== TEXT PASSAGE ==

I fully support efforts to get our government to issue visas and actually admit as many Iraqis as possible -- at an absolute minimum those who have worked with the U.S. government and their families.

Thanks a lot for this, Sebastian. I need to blogroll Obsidian Wings. Hope you're well.

I think Americans need to look at writing to their Congressmen (as a first step, anyway), especially now that Crocker has come out in favour of US residency rights for all Iraqis who have worked for Americans.

I understand you Nell, but if we hold up discharging one moral duty because we can't or won't discharge the other, then we've done no one any favor.

Yeah, but if the greater moral duty (simply because of the massively greater numbers of people affected) is not getting the publicity and support it deserves, while people instead focus on the lesser moral duty, then there's a problem. I'm not suggesting that there's an
inescapable causality between the two, but it's all too human that this happens. There are nearly 4 million Iraqi refugees and displaced persons already and I haven't read much about initiatives to help them.

It looks pretty like there is an active will to deny Iraqis that have served the US in Iraq from the start entrance by procrastinating and blocking long enough that they have been killed as collaborators before the process is finished.

===

**PROBLEMS TO SOLVE**
• A. In the part of the comment thread that opens with the words containing "I fully support" and closes with "and their families.", replace "visas" with "green cards" and write out the result.
• B. Copy every line of the listing that holds the string "post", matching case exactly.
The comment thread and the listing come from unrelated sources.

== RECORDS FOR THE TASK ==

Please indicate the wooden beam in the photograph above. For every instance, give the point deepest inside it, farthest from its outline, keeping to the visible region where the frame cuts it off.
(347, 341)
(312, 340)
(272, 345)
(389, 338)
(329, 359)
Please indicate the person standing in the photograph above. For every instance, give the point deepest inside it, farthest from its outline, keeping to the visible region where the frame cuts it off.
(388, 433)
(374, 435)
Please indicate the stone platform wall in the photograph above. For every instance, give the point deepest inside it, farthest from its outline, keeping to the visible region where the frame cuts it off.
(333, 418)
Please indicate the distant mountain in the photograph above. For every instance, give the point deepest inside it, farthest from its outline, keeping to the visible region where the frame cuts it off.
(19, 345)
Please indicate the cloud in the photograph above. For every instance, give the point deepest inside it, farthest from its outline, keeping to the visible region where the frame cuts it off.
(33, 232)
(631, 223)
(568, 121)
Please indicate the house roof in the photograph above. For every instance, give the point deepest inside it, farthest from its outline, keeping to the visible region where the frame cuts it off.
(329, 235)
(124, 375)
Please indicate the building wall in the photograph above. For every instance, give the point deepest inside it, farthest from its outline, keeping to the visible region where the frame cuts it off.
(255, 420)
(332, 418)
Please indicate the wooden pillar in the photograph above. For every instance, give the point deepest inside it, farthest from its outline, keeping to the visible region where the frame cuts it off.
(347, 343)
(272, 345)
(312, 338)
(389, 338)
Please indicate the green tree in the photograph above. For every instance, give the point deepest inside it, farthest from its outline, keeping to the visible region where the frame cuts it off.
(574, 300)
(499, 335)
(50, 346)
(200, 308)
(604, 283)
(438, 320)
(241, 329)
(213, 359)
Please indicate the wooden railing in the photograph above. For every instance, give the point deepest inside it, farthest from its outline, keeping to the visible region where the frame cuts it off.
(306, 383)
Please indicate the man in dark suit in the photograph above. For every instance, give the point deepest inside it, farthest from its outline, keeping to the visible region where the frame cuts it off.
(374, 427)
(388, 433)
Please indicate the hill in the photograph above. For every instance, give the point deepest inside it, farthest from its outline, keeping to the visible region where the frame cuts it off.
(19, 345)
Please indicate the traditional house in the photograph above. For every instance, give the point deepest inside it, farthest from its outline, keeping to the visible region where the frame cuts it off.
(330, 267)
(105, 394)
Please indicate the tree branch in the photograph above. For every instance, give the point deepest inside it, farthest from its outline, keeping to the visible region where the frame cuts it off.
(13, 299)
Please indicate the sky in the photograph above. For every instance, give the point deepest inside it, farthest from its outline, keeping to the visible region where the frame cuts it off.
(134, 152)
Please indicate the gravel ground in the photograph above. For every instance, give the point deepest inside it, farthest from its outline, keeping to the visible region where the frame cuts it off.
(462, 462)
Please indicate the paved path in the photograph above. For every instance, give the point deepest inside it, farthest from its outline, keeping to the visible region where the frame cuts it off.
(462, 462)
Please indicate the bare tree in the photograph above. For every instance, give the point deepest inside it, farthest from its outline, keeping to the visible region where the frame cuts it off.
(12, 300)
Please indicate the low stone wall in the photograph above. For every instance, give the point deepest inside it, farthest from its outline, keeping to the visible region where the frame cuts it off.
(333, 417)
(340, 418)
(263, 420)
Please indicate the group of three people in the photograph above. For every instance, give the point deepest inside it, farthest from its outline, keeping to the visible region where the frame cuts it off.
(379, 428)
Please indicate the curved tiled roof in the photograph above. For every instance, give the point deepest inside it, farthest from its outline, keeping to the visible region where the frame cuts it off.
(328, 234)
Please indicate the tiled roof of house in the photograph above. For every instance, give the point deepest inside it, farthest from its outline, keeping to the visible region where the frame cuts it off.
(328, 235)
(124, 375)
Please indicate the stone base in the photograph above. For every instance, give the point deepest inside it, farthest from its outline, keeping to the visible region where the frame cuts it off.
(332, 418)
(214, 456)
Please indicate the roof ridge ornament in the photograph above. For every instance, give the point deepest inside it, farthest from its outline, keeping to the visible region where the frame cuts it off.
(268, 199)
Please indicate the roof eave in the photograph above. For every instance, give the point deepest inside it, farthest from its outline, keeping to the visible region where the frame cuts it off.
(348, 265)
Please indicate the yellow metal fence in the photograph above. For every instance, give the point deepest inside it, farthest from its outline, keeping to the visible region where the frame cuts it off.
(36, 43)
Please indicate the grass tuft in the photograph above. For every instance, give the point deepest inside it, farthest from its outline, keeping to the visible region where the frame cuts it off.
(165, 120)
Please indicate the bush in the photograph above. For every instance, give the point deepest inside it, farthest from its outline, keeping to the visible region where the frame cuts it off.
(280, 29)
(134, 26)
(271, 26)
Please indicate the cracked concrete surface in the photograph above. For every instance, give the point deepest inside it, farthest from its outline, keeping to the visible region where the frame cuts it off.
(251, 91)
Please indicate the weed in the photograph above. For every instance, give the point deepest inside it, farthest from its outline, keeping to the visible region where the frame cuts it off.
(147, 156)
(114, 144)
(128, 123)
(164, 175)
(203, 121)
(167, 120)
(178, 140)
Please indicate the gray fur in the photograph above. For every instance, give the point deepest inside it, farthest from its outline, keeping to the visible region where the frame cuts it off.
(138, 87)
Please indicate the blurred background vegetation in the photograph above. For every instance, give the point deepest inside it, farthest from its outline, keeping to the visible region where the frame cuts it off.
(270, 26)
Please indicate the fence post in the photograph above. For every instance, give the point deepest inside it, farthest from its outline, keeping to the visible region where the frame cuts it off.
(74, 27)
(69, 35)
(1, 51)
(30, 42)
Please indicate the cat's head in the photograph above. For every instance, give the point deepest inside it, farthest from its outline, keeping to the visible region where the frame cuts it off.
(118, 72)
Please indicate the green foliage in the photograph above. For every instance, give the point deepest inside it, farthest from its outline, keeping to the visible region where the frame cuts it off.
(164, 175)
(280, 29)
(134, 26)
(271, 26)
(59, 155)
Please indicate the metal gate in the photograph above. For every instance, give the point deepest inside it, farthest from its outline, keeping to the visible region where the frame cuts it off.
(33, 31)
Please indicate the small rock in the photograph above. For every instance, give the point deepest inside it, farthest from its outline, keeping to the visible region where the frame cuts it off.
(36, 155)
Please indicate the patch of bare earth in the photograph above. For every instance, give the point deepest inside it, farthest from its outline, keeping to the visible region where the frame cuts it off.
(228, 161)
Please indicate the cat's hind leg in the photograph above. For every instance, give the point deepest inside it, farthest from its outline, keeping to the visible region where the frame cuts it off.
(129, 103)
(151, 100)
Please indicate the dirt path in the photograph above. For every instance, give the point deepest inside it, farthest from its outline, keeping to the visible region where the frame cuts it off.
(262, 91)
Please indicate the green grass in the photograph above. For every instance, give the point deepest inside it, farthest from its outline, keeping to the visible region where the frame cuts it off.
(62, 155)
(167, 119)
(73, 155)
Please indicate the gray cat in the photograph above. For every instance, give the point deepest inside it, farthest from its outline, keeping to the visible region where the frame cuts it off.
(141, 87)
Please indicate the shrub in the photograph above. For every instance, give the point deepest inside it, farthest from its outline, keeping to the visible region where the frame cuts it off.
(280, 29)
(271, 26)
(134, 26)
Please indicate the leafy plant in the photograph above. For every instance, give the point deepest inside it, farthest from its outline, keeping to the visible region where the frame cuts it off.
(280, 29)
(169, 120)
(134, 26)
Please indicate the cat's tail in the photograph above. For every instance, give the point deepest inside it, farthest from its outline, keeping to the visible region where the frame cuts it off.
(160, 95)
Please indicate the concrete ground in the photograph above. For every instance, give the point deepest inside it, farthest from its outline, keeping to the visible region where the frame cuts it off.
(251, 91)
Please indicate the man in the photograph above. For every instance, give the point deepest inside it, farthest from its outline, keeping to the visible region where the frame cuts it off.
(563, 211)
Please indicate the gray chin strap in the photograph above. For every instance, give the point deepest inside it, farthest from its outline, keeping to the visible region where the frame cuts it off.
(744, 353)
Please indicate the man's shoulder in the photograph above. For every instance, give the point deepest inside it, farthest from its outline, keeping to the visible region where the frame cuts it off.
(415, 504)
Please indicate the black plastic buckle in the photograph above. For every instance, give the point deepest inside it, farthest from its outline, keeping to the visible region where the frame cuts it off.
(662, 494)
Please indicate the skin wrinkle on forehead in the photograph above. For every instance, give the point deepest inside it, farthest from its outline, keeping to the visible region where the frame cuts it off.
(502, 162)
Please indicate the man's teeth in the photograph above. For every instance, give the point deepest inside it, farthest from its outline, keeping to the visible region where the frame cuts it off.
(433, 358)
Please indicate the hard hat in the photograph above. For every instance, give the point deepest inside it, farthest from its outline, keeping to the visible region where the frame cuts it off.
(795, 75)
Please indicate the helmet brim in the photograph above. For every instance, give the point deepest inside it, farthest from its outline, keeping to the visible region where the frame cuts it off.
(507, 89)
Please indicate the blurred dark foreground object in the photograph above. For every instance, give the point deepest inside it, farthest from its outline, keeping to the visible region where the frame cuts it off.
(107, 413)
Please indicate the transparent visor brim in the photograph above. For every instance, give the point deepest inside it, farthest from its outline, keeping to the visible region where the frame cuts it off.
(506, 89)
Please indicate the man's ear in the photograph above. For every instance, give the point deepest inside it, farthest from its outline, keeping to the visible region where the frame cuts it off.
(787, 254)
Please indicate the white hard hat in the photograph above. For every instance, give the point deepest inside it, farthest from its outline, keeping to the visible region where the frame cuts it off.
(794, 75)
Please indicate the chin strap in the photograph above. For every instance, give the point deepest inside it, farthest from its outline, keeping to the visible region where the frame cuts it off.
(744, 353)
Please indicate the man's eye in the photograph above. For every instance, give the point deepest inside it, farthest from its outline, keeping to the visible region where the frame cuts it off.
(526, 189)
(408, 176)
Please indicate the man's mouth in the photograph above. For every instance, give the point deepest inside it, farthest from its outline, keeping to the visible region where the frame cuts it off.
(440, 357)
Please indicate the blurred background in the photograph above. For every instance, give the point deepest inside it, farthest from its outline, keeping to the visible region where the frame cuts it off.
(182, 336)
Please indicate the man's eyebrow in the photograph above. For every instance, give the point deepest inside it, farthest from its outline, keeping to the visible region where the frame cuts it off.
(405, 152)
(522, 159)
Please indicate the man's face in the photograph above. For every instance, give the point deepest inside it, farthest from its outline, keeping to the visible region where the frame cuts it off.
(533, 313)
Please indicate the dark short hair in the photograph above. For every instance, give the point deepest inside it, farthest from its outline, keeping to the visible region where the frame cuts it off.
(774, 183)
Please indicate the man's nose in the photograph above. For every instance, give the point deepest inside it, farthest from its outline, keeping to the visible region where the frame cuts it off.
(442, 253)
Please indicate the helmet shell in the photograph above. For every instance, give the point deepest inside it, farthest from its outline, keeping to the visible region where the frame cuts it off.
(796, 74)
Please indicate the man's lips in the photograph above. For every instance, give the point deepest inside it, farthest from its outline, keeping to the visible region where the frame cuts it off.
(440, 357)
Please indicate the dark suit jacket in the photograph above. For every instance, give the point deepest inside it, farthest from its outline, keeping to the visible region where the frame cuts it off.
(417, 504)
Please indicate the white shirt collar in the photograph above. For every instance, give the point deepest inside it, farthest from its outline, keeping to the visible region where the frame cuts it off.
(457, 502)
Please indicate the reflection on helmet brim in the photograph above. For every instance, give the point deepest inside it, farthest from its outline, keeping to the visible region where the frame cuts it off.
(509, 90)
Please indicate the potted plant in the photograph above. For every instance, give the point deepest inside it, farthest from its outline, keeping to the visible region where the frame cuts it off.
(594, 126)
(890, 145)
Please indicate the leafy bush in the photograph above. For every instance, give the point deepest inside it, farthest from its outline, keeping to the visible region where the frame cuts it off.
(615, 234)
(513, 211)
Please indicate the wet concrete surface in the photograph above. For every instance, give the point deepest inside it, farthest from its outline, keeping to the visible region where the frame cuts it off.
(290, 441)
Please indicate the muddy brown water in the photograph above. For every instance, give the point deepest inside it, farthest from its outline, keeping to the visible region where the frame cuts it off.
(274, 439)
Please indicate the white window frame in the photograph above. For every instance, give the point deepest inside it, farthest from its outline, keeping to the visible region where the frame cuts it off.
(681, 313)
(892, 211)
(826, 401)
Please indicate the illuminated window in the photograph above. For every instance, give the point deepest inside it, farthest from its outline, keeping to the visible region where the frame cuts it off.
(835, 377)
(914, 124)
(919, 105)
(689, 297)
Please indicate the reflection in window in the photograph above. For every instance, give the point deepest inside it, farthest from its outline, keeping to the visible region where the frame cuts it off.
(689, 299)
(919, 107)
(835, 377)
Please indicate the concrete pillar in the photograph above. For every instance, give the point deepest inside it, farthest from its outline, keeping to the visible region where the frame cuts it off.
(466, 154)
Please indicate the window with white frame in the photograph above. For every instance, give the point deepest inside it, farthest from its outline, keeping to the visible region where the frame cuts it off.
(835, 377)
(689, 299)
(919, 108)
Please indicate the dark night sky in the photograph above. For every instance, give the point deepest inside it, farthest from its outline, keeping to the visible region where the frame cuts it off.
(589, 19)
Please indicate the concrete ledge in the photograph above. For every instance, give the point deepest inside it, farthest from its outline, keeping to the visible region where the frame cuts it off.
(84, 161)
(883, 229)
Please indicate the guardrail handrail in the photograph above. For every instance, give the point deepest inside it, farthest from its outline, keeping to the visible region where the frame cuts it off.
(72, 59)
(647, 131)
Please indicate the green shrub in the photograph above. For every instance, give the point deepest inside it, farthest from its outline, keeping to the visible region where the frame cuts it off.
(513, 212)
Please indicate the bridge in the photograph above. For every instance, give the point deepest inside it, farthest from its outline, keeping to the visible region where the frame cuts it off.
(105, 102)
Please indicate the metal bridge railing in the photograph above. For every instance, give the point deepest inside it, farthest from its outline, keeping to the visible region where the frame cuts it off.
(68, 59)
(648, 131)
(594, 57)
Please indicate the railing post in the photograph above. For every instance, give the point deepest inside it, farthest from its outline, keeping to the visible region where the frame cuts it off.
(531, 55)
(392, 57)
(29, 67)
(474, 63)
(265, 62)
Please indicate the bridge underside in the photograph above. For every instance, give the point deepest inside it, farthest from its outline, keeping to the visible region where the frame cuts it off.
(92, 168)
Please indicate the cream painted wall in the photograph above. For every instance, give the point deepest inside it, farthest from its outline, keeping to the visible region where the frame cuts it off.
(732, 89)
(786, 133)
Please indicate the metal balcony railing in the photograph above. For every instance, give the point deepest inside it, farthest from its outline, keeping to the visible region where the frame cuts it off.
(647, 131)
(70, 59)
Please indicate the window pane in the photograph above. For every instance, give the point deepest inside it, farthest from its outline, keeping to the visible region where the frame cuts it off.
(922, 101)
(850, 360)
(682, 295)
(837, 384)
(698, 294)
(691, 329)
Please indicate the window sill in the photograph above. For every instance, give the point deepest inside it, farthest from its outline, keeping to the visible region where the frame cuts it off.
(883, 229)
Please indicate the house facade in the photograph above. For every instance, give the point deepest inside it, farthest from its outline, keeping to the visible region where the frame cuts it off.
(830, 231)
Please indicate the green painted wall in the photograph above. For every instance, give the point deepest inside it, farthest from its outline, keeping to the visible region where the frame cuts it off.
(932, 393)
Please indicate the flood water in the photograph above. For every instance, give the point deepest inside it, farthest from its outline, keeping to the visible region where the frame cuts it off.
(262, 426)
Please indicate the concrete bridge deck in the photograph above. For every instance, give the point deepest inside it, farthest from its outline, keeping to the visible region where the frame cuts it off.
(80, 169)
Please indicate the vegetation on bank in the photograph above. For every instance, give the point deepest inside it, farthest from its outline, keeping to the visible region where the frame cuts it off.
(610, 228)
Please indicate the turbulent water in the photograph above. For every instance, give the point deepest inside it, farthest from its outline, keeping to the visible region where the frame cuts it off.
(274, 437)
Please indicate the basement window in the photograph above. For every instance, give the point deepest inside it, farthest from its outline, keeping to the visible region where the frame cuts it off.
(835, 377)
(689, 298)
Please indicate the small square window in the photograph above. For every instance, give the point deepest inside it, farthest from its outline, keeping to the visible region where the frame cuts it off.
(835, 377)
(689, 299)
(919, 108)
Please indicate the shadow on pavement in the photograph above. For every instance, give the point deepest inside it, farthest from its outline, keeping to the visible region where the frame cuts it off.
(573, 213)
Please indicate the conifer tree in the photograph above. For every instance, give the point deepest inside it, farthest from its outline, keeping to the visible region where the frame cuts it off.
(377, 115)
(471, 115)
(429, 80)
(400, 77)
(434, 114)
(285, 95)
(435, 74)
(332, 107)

===

**SOLUTIONS TO EACH TASK**
• A.
I fully support efforts to get our government to issue green cards and actually admit as many Iraqis as possible -- at an absolute minimum those who have worked with the U.S. government and their families.

• B.
Please indicate the fence post in the photograph above. For every instance, give the point deepest inside it, farthest from its outline, keeping to the visible region where the frame cuts it off.
Please indicate the railing post in the photograph above. For every instance, give the point deepest inside it, farthest from its outline, keeping to the visible region where the frame cuts it off.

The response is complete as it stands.